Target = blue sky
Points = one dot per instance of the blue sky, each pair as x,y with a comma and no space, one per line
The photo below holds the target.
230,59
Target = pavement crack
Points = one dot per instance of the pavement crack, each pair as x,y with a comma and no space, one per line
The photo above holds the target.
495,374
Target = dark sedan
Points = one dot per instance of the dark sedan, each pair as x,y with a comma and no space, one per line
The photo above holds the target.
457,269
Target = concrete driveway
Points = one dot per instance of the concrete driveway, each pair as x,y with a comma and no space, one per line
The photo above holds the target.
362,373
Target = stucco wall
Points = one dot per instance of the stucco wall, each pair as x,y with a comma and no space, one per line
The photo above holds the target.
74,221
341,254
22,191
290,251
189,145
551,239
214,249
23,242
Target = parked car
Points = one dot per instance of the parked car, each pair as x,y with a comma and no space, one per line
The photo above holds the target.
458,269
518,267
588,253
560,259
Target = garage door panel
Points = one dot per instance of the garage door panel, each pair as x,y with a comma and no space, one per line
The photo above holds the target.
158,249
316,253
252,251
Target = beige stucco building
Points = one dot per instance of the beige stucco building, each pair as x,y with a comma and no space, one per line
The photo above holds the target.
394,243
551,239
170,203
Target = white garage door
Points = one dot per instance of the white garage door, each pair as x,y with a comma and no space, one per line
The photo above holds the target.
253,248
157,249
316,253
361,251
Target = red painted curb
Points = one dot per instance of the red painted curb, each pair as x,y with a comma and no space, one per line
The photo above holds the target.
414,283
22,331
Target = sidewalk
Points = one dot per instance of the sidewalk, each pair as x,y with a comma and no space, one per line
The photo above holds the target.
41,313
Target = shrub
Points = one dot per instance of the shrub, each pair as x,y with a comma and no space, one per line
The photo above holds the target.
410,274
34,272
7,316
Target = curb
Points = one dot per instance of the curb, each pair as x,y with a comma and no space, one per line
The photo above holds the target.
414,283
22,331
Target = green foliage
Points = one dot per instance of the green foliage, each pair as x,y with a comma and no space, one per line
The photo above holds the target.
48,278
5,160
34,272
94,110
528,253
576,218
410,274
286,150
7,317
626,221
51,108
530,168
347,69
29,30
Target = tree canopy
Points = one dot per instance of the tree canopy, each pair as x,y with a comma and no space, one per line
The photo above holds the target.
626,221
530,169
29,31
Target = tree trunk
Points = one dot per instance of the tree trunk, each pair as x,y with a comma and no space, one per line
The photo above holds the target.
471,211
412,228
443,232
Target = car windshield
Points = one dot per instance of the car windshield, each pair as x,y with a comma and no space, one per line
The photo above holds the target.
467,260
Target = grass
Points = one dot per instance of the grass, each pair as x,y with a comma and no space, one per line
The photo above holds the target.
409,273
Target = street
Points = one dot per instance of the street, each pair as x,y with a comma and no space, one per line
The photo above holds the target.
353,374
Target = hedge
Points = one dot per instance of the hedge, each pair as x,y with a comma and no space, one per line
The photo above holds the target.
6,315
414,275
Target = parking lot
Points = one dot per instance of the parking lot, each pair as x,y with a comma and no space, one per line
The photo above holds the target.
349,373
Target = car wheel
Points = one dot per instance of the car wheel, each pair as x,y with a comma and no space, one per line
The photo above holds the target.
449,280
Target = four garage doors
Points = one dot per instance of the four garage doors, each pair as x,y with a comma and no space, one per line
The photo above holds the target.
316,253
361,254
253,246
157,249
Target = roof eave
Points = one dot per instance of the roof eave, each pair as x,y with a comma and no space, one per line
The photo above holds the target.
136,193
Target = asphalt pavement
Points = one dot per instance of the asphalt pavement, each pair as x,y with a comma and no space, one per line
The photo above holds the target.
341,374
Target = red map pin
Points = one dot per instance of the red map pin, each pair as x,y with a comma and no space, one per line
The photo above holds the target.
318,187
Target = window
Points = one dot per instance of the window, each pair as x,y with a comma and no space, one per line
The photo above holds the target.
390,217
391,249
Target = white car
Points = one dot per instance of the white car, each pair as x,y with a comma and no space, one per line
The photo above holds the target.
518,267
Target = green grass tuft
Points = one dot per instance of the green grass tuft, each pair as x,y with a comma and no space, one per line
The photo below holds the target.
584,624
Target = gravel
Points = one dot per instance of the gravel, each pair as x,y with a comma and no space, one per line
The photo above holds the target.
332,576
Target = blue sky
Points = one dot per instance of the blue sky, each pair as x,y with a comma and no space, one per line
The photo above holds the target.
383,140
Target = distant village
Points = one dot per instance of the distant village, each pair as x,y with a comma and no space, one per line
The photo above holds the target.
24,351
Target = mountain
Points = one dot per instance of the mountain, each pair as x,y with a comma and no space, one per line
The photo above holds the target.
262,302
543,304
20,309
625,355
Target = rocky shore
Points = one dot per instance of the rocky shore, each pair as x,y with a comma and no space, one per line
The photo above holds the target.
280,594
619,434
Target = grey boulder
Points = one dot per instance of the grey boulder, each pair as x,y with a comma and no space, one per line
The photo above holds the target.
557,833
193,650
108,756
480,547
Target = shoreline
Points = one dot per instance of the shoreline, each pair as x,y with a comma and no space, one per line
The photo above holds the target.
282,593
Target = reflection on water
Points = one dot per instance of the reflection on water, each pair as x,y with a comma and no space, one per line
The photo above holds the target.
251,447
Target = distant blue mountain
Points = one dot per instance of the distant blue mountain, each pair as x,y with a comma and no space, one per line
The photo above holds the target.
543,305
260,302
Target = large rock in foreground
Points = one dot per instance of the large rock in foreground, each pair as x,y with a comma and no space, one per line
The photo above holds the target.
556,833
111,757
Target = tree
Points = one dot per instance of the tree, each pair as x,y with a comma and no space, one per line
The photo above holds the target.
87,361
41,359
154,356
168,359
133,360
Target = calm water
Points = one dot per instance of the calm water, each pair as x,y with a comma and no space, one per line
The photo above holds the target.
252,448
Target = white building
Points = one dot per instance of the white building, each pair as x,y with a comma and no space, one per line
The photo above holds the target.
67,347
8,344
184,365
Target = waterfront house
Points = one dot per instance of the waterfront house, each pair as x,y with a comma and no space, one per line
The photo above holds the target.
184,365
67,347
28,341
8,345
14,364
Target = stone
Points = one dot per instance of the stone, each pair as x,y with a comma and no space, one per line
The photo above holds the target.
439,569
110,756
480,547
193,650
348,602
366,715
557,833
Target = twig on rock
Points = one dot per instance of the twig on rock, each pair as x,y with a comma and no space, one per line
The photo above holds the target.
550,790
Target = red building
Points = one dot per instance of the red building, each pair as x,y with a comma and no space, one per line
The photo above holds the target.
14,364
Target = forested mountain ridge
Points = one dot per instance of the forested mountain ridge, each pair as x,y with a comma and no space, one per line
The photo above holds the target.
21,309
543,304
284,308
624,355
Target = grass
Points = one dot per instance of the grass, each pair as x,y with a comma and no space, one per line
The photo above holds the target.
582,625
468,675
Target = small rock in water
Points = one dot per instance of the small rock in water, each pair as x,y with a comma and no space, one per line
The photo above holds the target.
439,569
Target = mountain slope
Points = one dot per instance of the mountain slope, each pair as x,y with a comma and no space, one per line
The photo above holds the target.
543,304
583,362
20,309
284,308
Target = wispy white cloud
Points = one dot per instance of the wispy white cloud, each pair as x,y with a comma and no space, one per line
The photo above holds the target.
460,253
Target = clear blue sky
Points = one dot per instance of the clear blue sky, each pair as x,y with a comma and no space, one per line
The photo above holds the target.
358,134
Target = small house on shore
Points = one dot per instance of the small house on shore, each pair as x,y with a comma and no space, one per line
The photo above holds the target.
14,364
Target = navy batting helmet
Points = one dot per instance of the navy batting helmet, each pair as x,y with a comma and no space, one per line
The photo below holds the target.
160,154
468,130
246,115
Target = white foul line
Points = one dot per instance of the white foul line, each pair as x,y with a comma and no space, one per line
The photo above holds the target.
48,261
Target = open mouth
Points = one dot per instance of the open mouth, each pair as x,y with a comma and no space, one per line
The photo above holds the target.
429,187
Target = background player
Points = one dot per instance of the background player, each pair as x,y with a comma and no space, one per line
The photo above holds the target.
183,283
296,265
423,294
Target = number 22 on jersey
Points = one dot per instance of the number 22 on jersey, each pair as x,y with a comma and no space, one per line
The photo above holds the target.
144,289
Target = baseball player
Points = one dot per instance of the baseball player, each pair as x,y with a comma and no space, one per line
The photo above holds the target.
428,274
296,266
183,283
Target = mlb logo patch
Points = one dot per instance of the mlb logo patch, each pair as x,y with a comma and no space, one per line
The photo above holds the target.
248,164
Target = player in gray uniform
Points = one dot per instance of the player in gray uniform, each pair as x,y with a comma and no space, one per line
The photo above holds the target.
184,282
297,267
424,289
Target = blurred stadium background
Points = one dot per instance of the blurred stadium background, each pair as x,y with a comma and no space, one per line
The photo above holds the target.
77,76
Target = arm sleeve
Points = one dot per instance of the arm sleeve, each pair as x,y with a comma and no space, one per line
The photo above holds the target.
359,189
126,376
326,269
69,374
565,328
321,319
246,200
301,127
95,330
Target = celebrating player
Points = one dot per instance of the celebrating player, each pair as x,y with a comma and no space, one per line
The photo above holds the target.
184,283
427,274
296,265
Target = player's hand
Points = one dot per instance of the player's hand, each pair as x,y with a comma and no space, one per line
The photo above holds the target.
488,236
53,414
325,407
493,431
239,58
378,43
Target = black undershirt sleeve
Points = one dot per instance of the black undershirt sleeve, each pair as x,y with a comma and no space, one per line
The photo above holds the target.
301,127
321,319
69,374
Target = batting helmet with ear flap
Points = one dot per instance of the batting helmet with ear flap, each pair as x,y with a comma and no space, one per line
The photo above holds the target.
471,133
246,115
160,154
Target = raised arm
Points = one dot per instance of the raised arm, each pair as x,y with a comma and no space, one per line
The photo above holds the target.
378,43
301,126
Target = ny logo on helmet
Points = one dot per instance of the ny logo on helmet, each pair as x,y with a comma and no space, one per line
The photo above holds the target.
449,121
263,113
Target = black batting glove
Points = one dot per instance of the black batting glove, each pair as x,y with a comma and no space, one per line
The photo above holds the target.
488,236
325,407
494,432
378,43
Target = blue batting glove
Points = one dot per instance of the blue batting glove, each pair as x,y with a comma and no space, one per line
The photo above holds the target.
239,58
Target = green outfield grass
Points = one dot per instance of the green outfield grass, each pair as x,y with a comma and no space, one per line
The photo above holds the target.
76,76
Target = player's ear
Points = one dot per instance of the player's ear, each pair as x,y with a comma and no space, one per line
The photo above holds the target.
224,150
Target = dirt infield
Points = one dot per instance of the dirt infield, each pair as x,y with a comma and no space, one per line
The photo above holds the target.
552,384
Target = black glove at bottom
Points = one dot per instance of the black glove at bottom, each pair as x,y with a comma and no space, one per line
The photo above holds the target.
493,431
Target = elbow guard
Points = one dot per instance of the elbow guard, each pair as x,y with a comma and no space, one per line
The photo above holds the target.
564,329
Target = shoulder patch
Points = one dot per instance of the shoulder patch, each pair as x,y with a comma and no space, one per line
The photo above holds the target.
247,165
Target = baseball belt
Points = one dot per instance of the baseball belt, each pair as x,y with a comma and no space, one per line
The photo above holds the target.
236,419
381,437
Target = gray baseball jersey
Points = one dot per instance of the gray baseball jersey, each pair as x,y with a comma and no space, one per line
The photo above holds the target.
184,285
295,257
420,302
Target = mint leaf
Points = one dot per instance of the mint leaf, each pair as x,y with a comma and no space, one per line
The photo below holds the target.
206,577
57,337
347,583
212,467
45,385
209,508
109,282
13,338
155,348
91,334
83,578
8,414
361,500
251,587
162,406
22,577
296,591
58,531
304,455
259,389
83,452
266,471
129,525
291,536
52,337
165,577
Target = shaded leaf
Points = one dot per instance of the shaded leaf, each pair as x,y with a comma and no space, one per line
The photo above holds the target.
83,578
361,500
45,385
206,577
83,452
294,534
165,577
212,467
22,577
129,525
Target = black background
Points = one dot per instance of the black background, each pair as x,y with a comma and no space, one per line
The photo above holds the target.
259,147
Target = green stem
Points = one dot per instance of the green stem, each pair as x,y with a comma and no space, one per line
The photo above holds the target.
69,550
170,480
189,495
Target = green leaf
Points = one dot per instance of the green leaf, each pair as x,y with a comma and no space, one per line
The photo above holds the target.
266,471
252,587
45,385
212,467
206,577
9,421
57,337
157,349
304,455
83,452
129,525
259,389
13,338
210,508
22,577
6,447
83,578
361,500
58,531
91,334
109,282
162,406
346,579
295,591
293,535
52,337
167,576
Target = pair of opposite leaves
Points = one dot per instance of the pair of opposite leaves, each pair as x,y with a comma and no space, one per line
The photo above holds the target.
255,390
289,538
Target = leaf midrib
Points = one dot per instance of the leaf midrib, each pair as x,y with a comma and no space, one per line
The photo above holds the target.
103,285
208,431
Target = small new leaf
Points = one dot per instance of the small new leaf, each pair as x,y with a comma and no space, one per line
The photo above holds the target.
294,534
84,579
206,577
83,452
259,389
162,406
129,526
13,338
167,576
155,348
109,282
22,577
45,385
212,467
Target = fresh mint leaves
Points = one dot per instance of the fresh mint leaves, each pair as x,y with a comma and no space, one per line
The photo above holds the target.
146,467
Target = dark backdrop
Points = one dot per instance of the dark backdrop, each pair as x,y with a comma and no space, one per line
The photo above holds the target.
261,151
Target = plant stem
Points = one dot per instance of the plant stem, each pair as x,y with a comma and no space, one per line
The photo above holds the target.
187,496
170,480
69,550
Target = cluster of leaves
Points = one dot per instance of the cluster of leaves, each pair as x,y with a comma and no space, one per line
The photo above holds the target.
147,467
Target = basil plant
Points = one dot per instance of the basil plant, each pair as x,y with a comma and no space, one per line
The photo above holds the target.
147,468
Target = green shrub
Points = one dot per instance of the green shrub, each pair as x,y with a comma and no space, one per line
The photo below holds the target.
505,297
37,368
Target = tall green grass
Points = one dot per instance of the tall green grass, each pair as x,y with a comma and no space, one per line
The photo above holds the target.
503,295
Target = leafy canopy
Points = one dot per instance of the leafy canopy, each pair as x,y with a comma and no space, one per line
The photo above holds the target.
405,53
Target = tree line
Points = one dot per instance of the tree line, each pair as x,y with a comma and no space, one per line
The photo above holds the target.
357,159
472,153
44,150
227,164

■ Task directions ■
Transcribe the listing above line for line, from the first line to the line containing "Points = one dot per instance of the sidewalk, each", inclusive, with no other lines.

■ Output of the exercise ■
Target = blue sky
Points = one dot per instance of the blue sky, each pair as x,y with a comma and no space, one per line
The photo below holds the target.
230,59
Target = pavement crack
Points = one dot per instance of the pavement crack, each pair as x,y with a comma and no space, one per line
The photo above holds the target.
495,374
Target = dark sedan
Points = one dot per instance of the dark sedan, each pair as x,y with a comma and no space, one per line
The photo above holds the target.
457,269
Target = concrete driveway
Points = one dot per instance of the concrete driveway, each pair as x,y with a comma and no space, one per line
The photo above holds the target.
362,373
Target = stucco wall
Points = one dot per instance of the stucco wall, each pair as x,y with a comma and no space, one per line
The photo above holds the target.
74,221
341,254
22,191
290,251
189,145
551,239
214,249
23,242
Target = parked car
Points = one dot per instance of the parked car, each pair as x,y with a comma and no space, one per line
The photo above holds the target.
458,269
518,267
588,253
560,259
Target = garage door panel
Points = one dot per instance of the garage door panel, each pair as x,y with a comma and no space, one per line
The photo above holds the target.
158,249
316,253
252,251
Target = beige stucco building
Points = one dot per instance of the beige stucco building, each pair as x,y with a comma and no space, one per line
The photo above holds the target.
394,243
551,239
170,203
Target = white garage door
Points = one dot per instance of the white garage door, each pair as x,y with a comma and no space, one per line
The photo above holds the target.
253,248
157,249
316,253
361,251
Target = red painted curb
Points = one dot per instance of the red painted curb, each pair as x,y with a comma and no space, one per line
The photo above holds the target.
414,283
22,331
Target = sidewalk
Points = one dot per instance of the sidewalk, each pair as x,y with a comma and no space, one per line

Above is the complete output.